### TRECHO DE ORIGEM

Maria Cristina está nessa frigideira, gastando sua juventude para evitar que aventureiros de costas quentes arruínem o trabalho que ela levou anos para construir. Por isso a perseguem, por isso tentam fazê-la de todo modo abandonar seu posto, mas ela não cede.

Seu imenso amor ao próximo a impele ao trabalho árduo que, porém, tem lhe custado muito de sua vida pessoal, de sua já delicada saúde, do convívio com sua família e seus amigos mais caros.

Vocês vão pensar que estou transformando-a em um anjo de candura, quando a primeira face que conheci dela foi a de seus defeitos. Bem, pois estou mesmo, porque aquela figurinha agitada e frenética não consegue esconder o coração maternal que tem, não de mim. Conheço-a há dezenove anos, desde que aquela mocinha petulante segurou o braço de um lutador em plena marcha, e conseguiu detê-lo. São dezenove anos do que é certamente a maior e mais preciosa conquista da minha vida: a amizade e o respeito dela.

Temos tido poucas oportunidades para destilar nossas peçonhas em particular, pelo que muito assunto fica atrasado, alguns já perdidos na memória. Praticamente só quando sozinhos no carro dela, seguindo para algum compromisso, é que conseguimos conversar, até algum bocó chamar pelo celular e nos interromper. Vocês não imaginam quanto conteúdo a conversa mais banal recebe, quando é ela quem fala. Pela experiência que relato, pensa-se ser uma idosa, até se ouvir sua voz e ver seu rostinho maroto que adora debochar da minha caretice. Mesmo com seis anos, dois meses e quinze dias a mais, ela é nitidamente mais jovial do que eu. E mesmo com sofrimentos que não são para serem publicados, mas desbastaram sua saúde física, ela continua linda, meiga (quando quer), afetuosa, uma dama que faria sucesso em qualquer país civilizado.

######

(INSTRUÇÕES DO EXERCÍCIO) Reproduza, palavra por palavra, a passagem do texto sobre Maria Cristina que vai de "Vocês vão pensar" até "o respeito dela.". A listagem que vem a seguir provém de outra fonte.

### BLOCO DE DADOS

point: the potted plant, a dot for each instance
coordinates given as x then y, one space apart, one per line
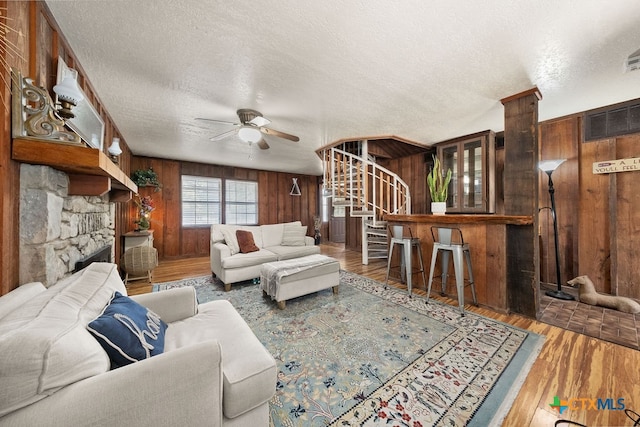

######

(RESPOSTA ESPERADA)
Vocês vão pensar que estou transformando-a em um anjo de candura, quando a primeira face que conheci dela foi a de seus defeitos. Bem, pois estou mesmo, porque aquela figurinha agitada e frenética não consegue esconder o coração maternal que tem, não de mim. Conheço-a há dezenove anos, desde que aquela mocinha petulante segurou o braço de um lutador em plena marcha, e conseguiu detê-lo. São dezenove anos do que é certamente a maior e mais preciosa conquista da minha vida: a amizade e o respeito dela.